• [READING TEXT]:
Regular readers of my reviews may already know of my admiration for Lois Keith’s book A Different Life, which charts the journey of a once healthy teenage girl to the acceptance of her new status as a disabled person. Schneider’s book charts a similar journey. In her case the traveller is Ezra Faulkner, once the sports star of his Californian high school year, now (as a result of a motor accident) walking unsteadily with a cane.

Now that sports are beyond him, Ezra finds himself posted to the school debating society, a humiliating secondment to the ranks of the nerds and sports no-hopers. (In short, the team to which your reviewer once proudly belonged.) In this unpromising context he meets Cassidy Thorpe, recently arrived from another school. In that school she was acknowledged as a debating star. No one can quite understand why she found it necessary to transfer.

Ezra and Cassidy now set out on a shared quest. Who are they? What do they have in common? Can they help each other become reconciled with their new lives?

• [DIRECTIVE 1]: Extract from the book review the passage between "Ezra and Cassidy" and "their new lives?", inclusive.
• [DIRECTIVE 2]: Extend the book review with new text that follows on from its final sentence.

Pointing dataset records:
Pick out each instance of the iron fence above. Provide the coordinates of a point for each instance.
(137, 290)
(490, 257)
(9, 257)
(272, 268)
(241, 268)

• [RIGHT ANSWER 1]:
Ezra and Cassidy now set out on a shared quest. Who are they? What do they have in common? Can they help each other become reconciled with their new lives?

• [RIGHT ANSWER 2]:
Schneider sets out to chart the feelings of these two adolescents in alarmingly challenging situations. She comes very close to achieving a complete success. But she encounters two obstacles. The first is that the complexities of the plot are manifold: it is easy for a reader to lose the track. The plot developments might have been more visibly signposted as they are for example in Morpurgo.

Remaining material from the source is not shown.